*Source text*
Closed helloqwerasdf closed 4 years ago
I don't know what you mean. Are you talking about retweets?
@JustAnotherArchivist yes, I am talking about retweets~sorry for my poor English~
No problem.
Retweets are very tricky to scrape due to how Twitter works. The search does not return them at all by default, and you only get retweets from the past 7 days if you enable it (#8). The alternative is the profile page, which includes retweets but it only returns about 3200 tweets. So the best you can do is use the twitter-profile
scraper to at least discover all retweets among the user's 3200 most recent tweets. (twitter-profile
was broken earlier, but I just fixed that in 8cf81e9b, so make sure you update before trying this.)
It is impossible (to my knowledge) to discover retweets of a target user's tweets. So if you have some user and want to find all retweets referencing a tweet of that user, that won't work.
@JustAnotherArchivist thanks a lot! Due to your advice, the problem is solved!
Hello, I do not want to create a duplicate therefore I'll try to make sure I understood correctly. There is currently no way to scrape the retweets and replies of a specific user when using snscrape ? (I tried including 'from:user include:nativeretweets', using the dev version of the package) It is strange though, since GOT3 was able to do it before the last twitter update completely obliterated it... :/
The two options for retweets are:
snscrape twitter-search 'from:username include:nativeretweets'
– This only works for retweets from the past 7 days (and only returns normal tweets further back).snscrape twitter-profile username
– This only returns the ~3200 most recent tweets, including retweets among those (which may go back further than 7 days).I am not aware of any way to get retweets beyond these two methods. GetOldTweets3 seems to have used the (old design) web search just like snscrape does, so it should have had the same 7-day limitation.

*Problems and tasks*
a – Print, without alteration, the part of the forum thread about scraping retweets that opens with the words containing "Closed helloqwerasdf closed" and closes with "before trying this.)".
b – According to the forum thread about scraping retweets, in which commit was the twitter-profile scraper fixed?
c – List every scraping tool or scraper named in the forum thread about scraping retweets, counting alternate names for the same tool as one item.

*Data provided*
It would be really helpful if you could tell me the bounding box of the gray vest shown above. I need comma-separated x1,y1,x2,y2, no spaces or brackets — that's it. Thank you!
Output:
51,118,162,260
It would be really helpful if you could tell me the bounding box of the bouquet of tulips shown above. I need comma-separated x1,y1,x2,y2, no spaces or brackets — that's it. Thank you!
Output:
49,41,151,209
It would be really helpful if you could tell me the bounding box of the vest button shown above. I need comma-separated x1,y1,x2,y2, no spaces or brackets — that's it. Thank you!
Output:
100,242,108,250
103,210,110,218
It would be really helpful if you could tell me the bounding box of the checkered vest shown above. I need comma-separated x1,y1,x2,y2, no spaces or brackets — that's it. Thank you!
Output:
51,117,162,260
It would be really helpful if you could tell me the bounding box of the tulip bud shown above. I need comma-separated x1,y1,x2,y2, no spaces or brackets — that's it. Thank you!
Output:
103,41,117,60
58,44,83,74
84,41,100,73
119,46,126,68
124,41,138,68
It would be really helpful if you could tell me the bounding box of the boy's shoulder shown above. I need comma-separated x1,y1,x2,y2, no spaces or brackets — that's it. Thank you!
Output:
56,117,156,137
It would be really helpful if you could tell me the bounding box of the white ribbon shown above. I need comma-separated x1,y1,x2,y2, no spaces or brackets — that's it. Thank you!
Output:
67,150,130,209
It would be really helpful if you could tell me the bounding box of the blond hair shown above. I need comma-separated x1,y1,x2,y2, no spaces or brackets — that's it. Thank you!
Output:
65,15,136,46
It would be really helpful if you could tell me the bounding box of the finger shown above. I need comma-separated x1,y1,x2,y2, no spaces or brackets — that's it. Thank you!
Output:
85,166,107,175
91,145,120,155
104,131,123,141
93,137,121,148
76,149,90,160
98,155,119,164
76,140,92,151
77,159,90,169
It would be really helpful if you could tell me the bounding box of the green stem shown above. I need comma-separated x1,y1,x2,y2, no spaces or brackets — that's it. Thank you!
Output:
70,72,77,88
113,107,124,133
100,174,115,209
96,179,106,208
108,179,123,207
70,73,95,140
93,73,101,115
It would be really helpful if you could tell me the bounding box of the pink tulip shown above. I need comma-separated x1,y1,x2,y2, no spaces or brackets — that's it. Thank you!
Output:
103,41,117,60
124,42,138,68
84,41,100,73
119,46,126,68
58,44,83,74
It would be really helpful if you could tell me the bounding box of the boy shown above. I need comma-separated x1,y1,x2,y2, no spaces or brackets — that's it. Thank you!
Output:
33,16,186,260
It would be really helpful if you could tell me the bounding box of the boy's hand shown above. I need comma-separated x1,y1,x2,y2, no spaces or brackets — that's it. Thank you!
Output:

*Task-by-task outputs*
a –
Closed helloqwerasdf closed 4 years ago
I don't know what you mean. Are you talking about retweets?
@JustAnotherArchivist yes, I am talking about retweets~sorry for my poor English~
No problem.
Retweets are very tricky to scrape due to how Twitter works. The search does not return them at all by default, and you only get retweets from the past 7 days if you enable it (#8). The alternative is the profile page, which includes retweets but it only returns about 3200 tweets. So the best you can do is use the twitter-profile
scraper to at least discover all retweets among the user's 3200 most recent tweets. (twitter-profile
was broken earlier, but I just fixed that in 8cf81e9b, so make sure you update before trying this.)

b – 8cf81e9b

c –
- snscrape
- twitter-profile
- twitter-search
- GetOldTweets3 (GOT3)